▶ [Exercise brief]: Show every line in the items below that contains the string "bird". Case counts.

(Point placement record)
□ □ □

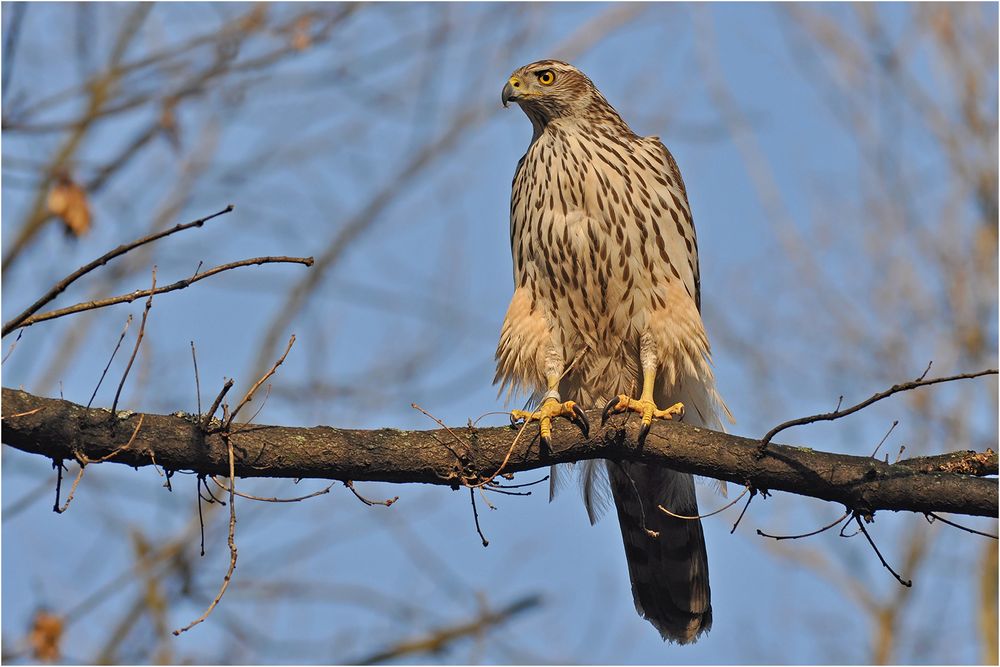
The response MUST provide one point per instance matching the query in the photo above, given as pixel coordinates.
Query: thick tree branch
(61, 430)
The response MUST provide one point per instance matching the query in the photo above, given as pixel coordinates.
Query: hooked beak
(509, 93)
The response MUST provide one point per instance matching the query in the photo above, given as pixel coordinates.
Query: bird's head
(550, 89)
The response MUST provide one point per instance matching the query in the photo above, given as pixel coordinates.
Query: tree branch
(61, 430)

□ □ □

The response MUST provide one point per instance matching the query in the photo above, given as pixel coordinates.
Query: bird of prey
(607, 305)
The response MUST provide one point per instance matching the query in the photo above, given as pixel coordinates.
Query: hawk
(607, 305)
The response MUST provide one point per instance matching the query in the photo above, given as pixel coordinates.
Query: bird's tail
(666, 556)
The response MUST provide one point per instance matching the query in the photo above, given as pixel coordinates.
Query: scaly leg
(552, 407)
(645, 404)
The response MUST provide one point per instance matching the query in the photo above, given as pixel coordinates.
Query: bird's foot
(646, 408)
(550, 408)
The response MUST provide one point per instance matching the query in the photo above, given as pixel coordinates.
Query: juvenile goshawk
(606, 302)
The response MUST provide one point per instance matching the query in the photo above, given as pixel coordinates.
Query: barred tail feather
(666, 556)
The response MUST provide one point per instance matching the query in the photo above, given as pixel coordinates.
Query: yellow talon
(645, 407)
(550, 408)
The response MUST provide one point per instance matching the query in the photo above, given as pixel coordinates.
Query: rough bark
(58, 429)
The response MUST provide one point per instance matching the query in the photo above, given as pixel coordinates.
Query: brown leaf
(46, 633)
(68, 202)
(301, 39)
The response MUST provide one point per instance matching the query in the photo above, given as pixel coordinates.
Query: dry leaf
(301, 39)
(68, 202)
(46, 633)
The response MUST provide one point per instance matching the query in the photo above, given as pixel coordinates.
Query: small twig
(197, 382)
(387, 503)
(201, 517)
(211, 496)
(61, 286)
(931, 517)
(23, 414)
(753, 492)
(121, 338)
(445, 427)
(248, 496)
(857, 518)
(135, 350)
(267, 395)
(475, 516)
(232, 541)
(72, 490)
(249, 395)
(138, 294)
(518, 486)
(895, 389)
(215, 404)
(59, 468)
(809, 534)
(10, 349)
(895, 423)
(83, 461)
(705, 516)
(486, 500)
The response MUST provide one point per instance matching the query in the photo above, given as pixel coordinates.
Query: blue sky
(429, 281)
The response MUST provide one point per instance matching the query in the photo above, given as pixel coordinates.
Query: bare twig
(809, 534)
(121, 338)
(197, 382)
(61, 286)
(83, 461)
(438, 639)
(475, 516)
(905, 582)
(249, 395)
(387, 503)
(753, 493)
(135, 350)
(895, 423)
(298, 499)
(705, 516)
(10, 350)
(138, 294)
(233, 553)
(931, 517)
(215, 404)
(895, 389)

□ □ □

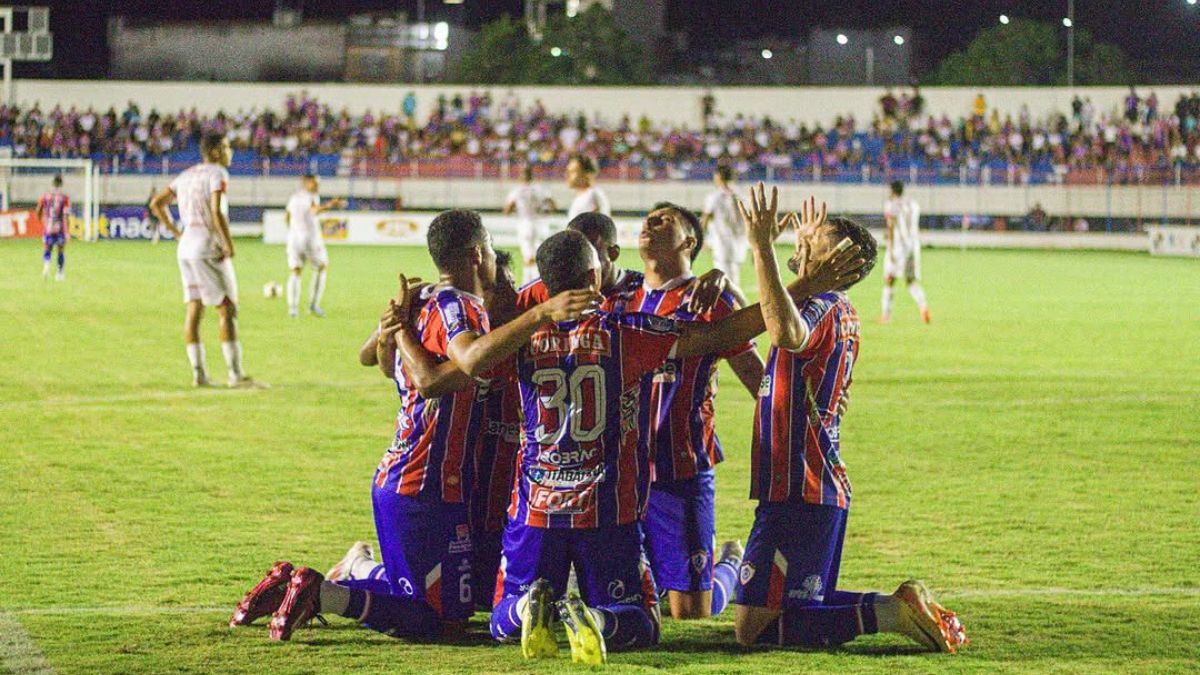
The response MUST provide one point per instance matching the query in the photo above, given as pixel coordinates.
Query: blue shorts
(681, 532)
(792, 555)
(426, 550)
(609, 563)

□ □ □

▶ [Result]:
Query: bird's head
Query: bird of prey
Query: bird's tail
Query: bird's foot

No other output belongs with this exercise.